▶ Records from a data source:
* Begin *

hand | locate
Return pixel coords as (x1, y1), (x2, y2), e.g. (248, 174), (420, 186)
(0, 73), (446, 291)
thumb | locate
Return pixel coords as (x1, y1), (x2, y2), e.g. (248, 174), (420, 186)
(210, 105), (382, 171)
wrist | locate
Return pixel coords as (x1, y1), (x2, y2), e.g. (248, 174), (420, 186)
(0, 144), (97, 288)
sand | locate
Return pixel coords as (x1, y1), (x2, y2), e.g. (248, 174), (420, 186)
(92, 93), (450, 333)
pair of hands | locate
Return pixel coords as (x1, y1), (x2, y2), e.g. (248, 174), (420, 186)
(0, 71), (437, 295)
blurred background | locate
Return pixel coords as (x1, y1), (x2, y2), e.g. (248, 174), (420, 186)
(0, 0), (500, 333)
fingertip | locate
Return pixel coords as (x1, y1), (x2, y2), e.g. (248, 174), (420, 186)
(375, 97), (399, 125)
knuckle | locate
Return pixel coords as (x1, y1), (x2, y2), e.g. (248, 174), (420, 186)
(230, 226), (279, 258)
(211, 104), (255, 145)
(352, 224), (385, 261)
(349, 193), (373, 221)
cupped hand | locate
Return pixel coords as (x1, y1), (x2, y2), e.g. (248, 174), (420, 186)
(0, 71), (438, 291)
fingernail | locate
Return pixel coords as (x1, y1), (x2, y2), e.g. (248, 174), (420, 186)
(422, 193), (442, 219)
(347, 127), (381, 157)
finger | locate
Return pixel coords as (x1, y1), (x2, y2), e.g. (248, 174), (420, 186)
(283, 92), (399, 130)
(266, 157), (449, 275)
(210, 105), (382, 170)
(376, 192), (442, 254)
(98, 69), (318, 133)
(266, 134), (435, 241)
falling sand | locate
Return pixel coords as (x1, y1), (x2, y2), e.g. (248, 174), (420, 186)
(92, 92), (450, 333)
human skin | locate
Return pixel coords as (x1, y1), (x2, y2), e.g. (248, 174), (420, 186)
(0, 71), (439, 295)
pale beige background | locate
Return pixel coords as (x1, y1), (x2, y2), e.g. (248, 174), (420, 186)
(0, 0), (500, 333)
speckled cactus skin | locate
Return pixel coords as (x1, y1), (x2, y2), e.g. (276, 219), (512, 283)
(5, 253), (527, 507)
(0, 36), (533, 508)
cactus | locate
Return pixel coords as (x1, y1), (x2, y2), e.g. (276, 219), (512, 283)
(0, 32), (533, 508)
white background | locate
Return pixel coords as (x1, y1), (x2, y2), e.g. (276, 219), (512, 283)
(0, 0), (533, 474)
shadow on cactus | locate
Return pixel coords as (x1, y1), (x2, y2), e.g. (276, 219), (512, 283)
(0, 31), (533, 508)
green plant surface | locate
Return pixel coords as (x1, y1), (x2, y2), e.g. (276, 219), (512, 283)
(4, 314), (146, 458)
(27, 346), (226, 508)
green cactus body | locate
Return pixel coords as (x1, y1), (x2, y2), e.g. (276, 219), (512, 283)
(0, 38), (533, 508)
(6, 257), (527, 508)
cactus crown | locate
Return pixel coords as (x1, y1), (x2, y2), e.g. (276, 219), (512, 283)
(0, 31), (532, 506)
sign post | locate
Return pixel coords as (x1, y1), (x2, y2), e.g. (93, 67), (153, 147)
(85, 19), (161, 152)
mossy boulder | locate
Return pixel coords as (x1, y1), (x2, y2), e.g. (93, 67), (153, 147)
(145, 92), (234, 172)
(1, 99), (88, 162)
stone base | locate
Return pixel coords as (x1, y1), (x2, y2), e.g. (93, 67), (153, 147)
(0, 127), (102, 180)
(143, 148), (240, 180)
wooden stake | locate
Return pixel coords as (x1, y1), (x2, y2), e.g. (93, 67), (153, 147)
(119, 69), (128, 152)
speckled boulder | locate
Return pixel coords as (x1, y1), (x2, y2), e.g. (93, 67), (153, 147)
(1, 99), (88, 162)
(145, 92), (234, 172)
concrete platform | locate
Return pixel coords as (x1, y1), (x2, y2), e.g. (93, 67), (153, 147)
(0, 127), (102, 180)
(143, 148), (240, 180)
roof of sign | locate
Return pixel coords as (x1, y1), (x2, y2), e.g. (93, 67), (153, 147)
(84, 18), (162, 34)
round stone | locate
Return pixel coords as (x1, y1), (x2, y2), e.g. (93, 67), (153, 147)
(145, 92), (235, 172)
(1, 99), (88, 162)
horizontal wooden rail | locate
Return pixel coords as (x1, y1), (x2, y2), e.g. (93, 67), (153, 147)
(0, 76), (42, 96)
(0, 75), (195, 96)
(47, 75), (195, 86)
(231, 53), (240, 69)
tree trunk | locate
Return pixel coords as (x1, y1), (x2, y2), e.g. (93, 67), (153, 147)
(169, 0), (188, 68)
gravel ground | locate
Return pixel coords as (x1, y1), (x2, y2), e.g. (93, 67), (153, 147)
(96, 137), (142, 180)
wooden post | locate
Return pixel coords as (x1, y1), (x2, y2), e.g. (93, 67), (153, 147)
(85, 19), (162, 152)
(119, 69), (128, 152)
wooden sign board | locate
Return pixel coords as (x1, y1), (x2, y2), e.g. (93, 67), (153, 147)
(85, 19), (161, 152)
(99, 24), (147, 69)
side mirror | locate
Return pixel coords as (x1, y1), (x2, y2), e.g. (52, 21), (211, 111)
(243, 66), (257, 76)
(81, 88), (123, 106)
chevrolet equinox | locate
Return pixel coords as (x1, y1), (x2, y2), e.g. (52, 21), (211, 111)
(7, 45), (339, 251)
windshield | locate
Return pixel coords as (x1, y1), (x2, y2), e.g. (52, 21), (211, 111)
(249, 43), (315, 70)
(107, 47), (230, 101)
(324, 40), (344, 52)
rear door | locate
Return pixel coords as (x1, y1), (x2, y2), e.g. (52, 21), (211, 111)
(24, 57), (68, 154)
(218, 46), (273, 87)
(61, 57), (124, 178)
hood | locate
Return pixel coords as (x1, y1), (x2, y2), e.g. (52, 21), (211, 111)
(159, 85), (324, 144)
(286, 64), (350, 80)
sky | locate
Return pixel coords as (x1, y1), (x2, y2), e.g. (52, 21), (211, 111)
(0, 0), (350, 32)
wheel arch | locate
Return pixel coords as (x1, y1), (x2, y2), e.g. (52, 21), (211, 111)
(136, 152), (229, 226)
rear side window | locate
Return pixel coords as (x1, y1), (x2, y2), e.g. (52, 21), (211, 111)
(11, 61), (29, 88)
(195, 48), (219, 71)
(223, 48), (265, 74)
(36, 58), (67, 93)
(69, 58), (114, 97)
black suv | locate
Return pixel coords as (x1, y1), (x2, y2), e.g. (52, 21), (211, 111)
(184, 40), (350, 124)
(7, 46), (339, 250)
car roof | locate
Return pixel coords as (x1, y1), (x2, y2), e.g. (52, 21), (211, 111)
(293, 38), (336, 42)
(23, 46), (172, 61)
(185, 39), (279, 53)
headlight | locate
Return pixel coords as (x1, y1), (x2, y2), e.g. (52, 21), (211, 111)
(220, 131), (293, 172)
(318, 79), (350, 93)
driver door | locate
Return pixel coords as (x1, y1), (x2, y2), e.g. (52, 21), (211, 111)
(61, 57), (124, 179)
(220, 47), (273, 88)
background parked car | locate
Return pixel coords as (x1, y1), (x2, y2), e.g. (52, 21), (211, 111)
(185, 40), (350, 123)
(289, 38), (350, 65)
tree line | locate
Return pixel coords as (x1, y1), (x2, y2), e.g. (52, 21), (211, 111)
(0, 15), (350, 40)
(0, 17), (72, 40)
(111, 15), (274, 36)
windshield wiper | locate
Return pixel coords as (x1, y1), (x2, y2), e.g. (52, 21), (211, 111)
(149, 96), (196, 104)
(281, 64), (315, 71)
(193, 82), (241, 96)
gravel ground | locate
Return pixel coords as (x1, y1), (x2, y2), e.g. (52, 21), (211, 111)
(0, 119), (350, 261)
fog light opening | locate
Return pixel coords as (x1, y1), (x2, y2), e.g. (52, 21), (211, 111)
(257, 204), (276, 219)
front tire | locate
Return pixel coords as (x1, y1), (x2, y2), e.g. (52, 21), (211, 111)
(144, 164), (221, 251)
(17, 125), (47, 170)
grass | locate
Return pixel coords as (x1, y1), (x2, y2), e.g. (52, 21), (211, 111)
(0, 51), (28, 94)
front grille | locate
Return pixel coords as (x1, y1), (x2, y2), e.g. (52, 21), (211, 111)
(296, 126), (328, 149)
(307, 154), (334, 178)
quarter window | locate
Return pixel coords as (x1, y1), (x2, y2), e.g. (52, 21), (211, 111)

* End *

▶ Direction: Give again, without any change, the lines of the entries above, from the line containing "chevrolet equinox | locate" through the line containing "(0, 0), (350, 32)", both included.

▶ Exercise solution:
chevrolet equinox | locate
Return pixel coords as (x1, y1), (x2, y2), e.g. (52, 21), (211, 111)
(7, 45), (339, 251)
windshield | locate
Return pixel coords as (x1, y1), (x2, y2), e.g. (52, 21), (211, 111)
(249, 43), (315, 70)
(107, 47), (230, 101)
(324, 40), (344, 52)
rear door | locate
Return pixel coords as (x1, y1), (x2, y2), e.g. (52, 21), (211, 111)
(24, 57), (68, 154)
(218, 46), (273, 87)
(61, 57), (124, 178)
hood | locate
Return pixel coords as (x1, y1), (x2, y2), e.g. (52, 21), (211, 111)
(159, 85), (324, 144)
(286, 64), (350, 80)
sky | locate
Return pixel coords as (x1, y1), (x2, y2), e.g. (52, 21), (211, 111)
(0, 0), (350, 32)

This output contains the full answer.